(Short task):
Count the lines in the entries below that contain the word "wind". Give only the number.

##### Record excerpts

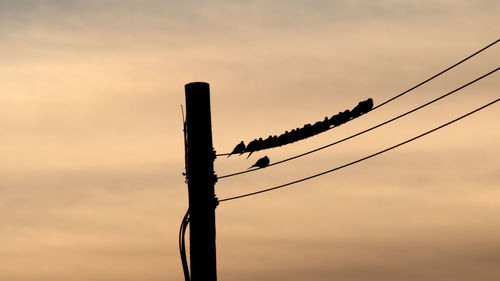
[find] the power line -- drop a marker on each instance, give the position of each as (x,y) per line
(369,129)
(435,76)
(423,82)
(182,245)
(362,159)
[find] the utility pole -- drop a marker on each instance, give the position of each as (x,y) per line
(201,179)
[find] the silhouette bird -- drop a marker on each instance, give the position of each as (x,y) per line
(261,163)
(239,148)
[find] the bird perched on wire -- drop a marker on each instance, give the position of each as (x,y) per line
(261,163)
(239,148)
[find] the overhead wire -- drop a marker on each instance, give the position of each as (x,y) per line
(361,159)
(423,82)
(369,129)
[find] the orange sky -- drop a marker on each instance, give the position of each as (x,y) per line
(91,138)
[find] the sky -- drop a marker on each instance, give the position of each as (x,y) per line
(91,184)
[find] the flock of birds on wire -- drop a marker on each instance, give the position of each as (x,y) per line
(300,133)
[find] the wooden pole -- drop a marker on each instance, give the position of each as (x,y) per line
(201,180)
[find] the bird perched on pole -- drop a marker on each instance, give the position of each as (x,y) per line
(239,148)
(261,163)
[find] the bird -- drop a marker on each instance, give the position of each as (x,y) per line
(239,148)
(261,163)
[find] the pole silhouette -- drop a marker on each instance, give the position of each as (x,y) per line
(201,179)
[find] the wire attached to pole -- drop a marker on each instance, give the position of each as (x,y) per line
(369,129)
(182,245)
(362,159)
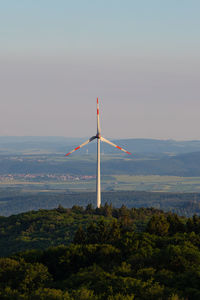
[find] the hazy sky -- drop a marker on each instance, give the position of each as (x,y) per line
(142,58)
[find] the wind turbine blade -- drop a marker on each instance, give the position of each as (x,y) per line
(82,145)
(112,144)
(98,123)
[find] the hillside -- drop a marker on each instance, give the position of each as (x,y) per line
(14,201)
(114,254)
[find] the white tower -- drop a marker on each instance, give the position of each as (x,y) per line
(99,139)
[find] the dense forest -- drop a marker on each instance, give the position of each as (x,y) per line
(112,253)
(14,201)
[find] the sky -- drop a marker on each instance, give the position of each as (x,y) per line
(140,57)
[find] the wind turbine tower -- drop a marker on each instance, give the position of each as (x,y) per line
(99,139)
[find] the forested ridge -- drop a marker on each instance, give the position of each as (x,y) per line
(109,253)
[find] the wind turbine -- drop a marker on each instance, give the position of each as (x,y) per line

##########
##### Record excerpts

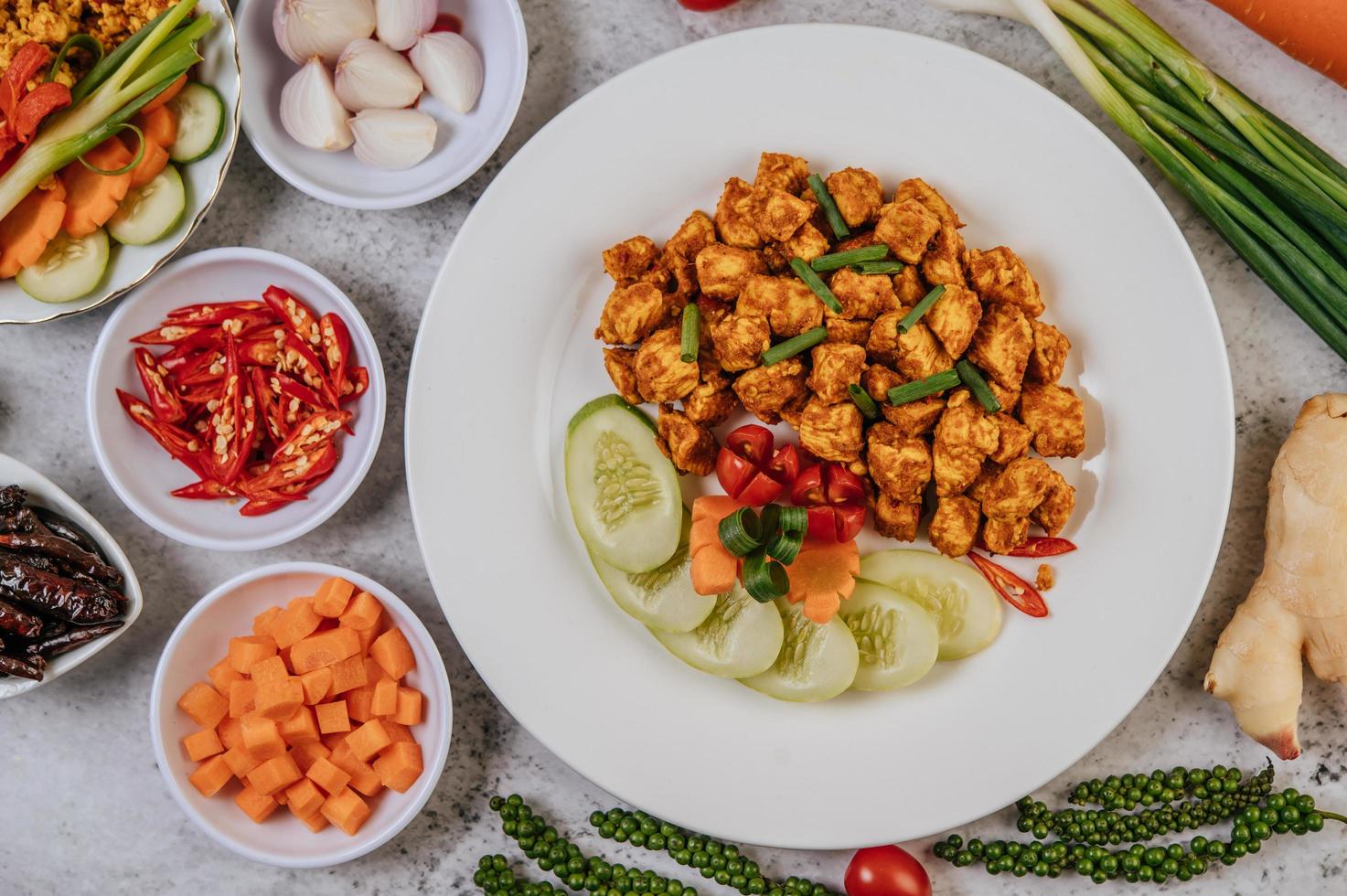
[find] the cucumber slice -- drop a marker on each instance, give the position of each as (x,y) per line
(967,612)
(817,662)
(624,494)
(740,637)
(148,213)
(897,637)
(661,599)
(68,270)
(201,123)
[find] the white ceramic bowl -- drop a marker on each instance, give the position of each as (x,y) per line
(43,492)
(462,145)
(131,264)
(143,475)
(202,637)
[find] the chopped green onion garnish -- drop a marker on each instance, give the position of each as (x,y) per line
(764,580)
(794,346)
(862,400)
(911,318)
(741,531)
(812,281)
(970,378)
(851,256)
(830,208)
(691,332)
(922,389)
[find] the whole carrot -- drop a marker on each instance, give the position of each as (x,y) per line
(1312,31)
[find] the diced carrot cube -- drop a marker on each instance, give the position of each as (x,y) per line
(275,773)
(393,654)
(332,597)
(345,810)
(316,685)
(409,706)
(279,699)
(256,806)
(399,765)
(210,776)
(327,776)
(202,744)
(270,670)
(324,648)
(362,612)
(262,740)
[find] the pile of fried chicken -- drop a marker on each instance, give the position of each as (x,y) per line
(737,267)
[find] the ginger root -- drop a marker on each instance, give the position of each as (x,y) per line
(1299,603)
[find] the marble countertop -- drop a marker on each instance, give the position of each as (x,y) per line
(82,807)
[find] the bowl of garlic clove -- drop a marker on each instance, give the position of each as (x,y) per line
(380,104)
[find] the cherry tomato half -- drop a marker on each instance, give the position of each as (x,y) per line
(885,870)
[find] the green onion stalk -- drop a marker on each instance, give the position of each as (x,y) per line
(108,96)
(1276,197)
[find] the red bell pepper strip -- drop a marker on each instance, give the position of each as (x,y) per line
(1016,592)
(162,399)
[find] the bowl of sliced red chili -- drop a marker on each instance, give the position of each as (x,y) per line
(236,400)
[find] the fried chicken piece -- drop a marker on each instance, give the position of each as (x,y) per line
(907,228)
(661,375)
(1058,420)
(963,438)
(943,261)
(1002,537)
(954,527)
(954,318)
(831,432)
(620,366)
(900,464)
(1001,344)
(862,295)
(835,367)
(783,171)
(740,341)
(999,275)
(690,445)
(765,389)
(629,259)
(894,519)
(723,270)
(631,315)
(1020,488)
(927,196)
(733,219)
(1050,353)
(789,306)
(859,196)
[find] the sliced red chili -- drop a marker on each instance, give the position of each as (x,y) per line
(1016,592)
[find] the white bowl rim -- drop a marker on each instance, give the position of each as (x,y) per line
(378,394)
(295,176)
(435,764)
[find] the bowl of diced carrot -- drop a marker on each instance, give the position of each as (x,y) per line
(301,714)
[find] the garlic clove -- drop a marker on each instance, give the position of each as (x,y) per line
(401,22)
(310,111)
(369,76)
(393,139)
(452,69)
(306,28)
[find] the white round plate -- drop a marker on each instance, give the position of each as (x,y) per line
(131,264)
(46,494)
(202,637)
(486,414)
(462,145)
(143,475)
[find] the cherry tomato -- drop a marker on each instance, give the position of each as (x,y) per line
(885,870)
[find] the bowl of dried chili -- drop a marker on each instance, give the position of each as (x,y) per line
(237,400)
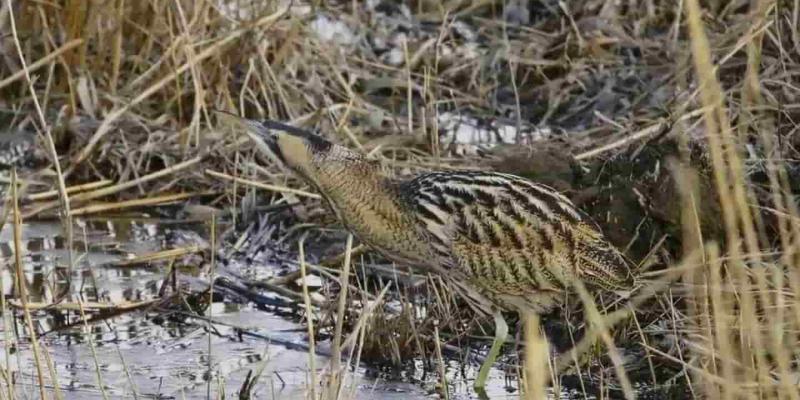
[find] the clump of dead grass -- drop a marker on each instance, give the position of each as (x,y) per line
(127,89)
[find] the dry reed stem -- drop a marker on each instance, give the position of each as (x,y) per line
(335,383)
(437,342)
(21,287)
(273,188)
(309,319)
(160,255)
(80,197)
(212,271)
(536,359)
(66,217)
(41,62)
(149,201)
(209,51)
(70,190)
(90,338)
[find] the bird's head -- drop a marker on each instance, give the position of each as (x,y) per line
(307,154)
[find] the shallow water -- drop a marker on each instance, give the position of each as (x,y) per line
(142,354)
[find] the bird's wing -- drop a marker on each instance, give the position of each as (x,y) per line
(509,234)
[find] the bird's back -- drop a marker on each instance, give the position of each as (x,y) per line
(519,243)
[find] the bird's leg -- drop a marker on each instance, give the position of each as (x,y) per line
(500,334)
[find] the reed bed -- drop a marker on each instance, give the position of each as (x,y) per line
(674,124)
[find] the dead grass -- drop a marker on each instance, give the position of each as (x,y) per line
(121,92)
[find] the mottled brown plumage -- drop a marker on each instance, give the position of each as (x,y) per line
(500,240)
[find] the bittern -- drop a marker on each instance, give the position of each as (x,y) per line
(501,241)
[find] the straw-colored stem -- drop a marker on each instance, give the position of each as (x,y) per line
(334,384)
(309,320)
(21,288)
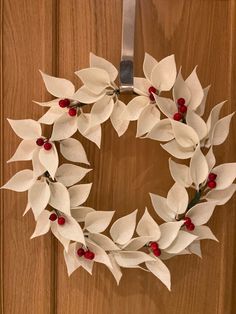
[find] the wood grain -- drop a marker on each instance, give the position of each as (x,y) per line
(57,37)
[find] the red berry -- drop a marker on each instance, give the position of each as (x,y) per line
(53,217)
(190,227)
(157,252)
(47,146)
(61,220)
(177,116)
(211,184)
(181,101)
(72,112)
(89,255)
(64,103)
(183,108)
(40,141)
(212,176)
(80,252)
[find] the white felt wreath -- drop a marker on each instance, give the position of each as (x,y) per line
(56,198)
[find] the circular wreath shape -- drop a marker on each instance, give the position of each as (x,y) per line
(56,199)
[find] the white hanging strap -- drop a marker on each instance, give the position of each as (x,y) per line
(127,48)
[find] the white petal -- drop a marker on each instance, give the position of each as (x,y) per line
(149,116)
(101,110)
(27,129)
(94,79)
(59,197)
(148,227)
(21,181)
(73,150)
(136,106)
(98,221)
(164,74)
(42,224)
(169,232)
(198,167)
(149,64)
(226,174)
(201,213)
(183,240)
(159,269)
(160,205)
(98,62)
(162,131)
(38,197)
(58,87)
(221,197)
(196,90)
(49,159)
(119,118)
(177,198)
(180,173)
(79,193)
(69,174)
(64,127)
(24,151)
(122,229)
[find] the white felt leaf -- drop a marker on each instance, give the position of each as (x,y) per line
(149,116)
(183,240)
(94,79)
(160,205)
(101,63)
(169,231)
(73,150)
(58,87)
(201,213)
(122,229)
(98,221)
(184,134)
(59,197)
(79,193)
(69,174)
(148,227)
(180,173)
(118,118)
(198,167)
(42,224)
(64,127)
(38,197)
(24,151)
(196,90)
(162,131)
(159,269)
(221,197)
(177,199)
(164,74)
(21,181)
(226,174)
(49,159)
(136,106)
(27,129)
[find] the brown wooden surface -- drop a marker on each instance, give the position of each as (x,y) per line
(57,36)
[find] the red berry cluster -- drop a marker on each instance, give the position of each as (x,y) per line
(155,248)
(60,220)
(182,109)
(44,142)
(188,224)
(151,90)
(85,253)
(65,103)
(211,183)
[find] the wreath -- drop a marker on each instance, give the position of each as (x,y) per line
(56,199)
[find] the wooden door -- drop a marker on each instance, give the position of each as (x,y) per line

##########

(Reply to the task):
3